**Instructions to follow:**
Please pick up the article on Antonia Apodaca after its final sentence and carry it forward.

Top of Extract to read

- Born: Antonia Martinez November 1, 1923 Rociada, New Mexico, U.S.
- Died: January 25, 2020 (aged 96)
- Occupations: Musician, songwriter
- Musical career
- Genres: New Mexico music
- Instruments: Accordion, guitar
- Years active: 1942–2020
- Member of: Trio Jalapeño

= Antonia Apodaca =

American musician and songwriter (1923–2020)

Antonia Apodaca (November 1, 1923 – January 25, 2020) was an American musician and songwriter known for her performances of traditional New Mexico music. She came to wider prominence through her performances in the La Música de los Viejitos festival in Santa Fe, the festival's nationally circulated radio broadcasts, and her appearances at the Smithsonian Folklife Festival.

==Biography==
Apodaca was born in Rociada, a village in San Miguel County, New Mexico. Her parents, José Damacio Martinez and Rafaelita Suazo Martinez were both musicians from families of musicians. Her mother played the accordion and guitar and her father the guitar, accordion, and violin. They had a small band that entertained at local dances and weddings. Antonia taught herself to play the accordion as a child, initially on a broken one she had rescued from the trash. Her mother and uncle continued teaching her, and by the time she was a young teenager, she won an accordion contest in Santa Fe where she had competed against adults. She was also taught to play the guitar by her father. At the age of 18, she met her future husband Macario "Max" Apodaca, a fiddler from Carmen (a village near Mora, New Mexico) who had asked to join her parents' band. They married two months later and in 1949 settled in Wyoming where Max got a job in the uranium mines. They were to live in Wyoming for the next 30 years and raise their five children there. Max played with a band of German musicians in Wyoming for several years, and he and Antonia continued to perform together for both the Hispanic and Anglo communities at dances and local events. Apodaca later recalled how she and her husband had learned how to adapt the traditional Hispanic polkas and waltzes to a Western rhythm when they played for the Anglos.

Bottom of Extract to read
Top of Input data

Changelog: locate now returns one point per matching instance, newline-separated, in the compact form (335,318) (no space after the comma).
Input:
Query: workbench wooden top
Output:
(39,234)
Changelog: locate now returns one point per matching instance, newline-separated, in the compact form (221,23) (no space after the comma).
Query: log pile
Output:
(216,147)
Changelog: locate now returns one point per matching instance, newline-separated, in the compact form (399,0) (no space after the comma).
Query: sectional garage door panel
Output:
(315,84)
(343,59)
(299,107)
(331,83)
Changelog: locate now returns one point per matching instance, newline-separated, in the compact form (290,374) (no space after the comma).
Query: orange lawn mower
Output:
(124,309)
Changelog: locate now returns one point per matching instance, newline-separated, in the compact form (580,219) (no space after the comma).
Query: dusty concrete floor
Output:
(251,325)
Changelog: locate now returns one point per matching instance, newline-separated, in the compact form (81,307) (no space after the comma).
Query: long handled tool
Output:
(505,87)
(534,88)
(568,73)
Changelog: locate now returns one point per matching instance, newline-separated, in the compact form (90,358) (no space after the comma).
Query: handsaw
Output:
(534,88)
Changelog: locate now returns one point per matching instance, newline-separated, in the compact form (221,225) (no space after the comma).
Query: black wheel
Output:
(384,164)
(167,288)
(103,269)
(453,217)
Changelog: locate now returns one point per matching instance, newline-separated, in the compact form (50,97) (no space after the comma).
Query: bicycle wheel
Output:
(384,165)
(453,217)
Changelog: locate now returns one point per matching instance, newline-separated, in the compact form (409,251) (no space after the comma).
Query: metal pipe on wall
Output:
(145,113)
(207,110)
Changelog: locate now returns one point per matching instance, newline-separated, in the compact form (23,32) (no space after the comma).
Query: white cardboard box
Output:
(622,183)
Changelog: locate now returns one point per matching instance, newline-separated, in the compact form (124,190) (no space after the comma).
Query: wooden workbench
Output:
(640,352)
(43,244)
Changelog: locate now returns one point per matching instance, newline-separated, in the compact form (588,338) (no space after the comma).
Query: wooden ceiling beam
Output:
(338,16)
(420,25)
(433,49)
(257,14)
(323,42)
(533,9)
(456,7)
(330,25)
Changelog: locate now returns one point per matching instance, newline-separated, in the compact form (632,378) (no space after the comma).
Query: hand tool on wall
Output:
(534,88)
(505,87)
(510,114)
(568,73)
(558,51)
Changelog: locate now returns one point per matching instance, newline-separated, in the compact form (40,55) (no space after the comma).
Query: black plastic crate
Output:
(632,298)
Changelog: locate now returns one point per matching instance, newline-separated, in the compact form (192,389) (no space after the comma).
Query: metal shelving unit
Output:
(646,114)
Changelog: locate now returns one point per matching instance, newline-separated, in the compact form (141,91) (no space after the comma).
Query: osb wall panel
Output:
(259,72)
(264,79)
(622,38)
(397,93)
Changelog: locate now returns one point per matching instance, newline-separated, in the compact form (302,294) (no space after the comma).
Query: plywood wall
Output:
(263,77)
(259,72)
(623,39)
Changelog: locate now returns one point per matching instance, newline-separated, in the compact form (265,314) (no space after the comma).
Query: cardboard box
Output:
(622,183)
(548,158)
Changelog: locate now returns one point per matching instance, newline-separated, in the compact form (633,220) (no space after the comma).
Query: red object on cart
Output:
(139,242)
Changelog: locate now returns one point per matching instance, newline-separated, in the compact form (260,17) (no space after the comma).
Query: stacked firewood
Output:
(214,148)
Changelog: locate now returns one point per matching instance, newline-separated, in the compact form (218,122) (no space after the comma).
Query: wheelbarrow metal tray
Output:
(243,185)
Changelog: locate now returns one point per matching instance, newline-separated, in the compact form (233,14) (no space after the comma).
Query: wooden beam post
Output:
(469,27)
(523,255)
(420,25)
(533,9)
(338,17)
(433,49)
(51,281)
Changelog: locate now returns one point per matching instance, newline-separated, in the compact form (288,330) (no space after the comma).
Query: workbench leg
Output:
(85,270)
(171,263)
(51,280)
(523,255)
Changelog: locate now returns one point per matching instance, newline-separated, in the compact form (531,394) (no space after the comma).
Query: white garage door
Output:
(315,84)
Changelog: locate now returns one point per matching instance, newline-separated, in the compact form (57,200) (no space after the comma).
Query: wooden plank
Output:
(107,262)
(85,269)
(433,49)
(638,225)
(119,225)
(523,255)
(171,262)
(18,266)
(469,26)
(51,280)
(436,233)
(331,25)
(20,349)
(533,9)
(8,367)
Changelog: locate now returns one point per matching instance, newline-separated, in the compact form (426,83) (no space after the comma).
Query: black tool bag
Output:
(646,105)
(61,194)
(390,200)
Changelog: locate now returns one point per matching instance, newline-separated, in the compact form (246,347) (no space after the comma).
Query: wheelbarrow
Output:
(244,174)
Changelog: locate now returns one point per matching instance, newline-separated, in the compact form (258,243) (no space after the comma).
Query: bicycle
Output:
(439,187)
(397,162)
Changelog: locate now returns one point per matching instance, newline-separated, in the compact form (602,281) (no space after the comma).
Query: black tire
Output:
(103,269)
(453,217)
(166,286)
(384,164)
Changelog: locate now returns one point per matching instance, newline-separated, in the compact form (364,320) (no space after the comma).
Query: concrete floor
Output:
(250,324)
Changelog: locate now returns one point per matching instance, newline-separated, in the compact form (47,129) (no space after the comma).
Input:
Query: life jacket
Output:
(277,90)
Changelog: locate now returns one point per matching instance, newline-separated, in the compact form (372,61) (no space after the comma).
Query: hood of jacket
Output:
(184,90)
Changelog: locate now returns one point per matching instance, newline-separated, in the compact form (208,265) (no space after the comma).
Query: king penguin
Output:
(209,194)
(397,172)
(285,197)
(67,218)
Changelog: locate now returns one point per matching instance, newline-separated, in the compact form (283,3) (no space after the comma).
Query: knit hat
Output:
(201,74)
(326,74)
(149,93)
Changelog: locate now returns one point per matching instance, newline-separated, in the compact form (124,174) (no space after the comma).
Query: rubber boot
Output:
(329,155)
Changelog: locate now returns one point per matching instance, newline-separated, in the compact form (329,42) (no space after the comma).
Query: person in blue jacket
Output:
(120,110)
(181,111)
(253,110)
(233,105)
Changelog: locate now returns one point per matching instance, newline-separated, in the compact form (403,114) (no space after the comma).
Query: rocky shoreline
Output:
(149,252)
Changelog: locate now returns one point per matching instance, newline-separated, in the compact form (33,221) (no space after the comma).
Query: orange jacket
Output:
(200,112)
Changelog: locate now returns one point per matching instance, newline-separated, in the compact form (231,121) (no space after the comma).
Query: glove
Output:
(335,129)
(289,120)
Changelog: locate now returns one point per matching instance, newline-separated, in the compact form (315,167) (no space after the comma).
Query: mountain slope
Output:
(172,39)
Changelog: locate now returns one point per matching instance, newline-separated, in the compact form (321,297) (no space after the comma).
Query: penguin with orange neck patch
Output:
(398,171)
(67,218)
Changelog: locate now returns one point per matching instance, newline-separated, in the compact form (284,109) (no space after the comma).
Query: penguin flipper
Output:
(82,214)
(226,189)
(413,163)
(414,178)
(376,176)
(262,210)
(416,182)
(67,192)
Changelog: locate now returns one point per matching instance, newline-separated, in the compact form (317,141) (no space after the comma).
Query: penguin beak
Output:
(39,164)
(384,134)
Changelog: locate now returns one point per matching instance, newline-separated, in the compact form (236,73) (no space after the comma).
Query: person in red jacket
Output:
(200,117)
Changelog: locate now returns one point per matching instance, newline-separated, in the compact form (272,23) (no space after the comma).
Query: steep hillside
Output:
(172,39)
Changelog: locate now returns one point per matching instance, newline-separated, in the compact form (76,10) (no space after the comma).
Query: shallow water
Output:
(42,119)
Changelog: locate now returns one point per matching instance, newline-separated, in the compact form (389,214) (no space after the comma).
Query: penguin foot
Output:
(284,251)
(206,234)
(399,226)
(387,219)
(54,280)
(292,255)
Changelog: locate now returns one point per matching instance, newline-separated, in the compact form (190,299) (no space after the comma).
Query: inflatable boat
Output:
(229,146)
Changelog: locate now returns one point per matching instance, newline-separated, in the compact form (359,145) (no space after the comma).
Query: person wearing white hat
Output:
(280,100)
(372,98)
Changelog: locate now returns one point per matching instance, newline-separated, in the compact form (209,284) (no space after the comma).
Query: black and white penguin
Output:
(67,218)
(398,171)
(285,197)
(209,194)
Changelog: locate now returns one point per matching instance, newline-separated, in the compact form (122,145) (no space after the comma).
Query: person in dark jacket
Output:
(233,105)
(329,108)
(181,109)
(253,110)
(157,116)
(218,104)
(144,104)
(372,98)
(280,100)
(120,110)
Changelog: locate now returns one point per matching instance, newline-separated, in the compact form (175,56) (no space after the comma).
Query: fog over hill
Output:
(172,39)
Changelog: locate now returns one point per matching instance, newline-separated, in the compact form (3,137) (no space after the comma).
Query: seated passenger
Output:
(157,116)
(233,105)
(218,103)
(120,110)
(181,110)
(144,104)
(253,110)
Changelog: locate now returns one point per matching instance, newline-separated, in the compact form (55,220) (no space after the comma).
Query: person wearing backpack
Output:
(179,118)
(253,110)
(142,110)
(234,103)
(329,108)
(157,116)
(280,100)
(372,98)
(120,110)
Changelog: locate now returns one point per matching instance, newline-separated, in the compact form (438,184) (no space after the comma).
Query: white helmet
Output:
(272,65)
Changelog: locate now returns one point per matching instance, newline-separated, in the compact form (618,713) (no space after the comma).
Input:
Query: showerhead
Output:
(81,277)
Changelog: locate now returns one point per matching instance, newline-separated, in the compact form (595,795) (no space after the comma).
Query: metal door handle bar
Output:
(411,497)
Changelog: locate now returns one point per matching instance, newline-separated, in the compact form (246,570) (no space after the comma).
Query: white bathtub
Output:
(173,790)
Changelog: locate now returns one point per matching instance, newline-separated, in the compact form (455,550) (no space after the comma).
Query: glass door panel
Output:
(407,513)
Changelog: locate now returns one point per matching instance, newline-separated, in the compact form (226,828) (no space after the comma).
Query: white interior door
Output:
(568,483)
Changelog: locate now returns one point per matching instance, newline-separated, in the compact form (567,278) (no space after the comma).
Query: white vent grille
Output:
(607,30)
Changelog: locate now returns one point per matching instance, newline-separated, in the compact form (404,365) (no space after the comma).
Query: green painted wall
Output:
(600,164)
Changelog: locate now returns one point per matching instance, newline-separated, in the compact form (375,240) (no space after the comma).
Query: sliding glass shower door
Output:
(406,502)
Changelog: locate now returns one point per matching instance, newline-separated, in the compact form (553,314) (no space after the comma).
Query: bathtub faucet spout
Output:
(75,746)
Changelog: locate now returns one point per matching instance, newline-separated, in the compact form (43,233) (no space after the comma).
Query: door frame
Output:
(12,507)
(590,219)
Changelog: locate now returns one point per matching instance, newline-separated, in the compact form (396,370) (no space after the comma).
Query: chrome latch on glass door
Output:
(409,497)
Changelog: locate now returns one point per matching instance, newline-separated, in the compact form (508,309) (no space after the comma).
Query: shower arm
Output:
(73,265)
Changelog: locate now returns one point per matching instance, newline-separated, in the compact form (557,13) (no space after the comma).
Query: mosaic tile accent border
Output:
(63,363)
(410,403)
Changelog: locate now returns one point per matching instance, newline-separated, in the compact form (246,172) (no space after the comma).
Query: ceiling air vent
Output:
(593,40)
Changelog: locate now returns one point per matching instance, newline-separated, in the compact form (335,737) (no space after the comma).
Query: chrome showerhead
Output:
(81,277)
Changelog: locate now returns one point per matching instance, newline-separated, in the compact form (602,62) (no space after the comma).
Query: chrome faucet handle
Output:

Bottom of Input data

**Reply to the exercise:**
In 1979 the couple returned to Rociada to live in the house where Antonia was born and had grown up. Max Apodaca died in 1987 and after his death, Antonia ceased performing. A year later, the New Mexican folk violinist Cleofes Ortiz convinced her to return and she went on to perform extensively with Bayou Seco (the folk musicians Ken Keppeler and Jeanie McLerie) and later formed her own group, Trio Jalapeño. She was awarded the New Mexico Governor's Award for Excellence in the Arts in 1992, the same year she had appeared at the Smithsonian Folklife Festival in Washington, D.C.. In December 2010, her house in Rociada burned to the ground destroying what the National Hispanic Cultural Center termed "decades of musical history and treasured instruments." She escaped with only her guitar and two accordions.

After the fire, Apodaca moved to nearby Las Vegas and has continued to perform with Trio Jalapeño. Their concerts often included her own compositions, of which one of the best known is "Estas Lindas Flores" (These Beautiful Flowers). In 2011 she was awarded the Premio Hilos Culturales, an annual award presented to folk artists from New Mexico and Colorado "who have distinguished themselves in their communities as folk musicians or folk dancers of traditional southwest styles of Canciones Del Pasado or Bailes Antiguos." Her son José Apodaca is a professional zarzuela singer and occasionally performed with his mother.

Apodaca died in January 2020 at the age of 96.

==Recordings==

Apodaca's musical performances have been preserved on:
- Antonia Apodaca: Recuerdos di Rociada (UBIK Sound, 1991)
- Music of New Mexico: Hispanic Traditions (Smithsonian Folkways, 1992)
- Following in the tune prints with Bayou Seco: Old music in the new West (UBIK Sound, 1995)
- The American Fogies, Volume One (Rounder Records, 1996)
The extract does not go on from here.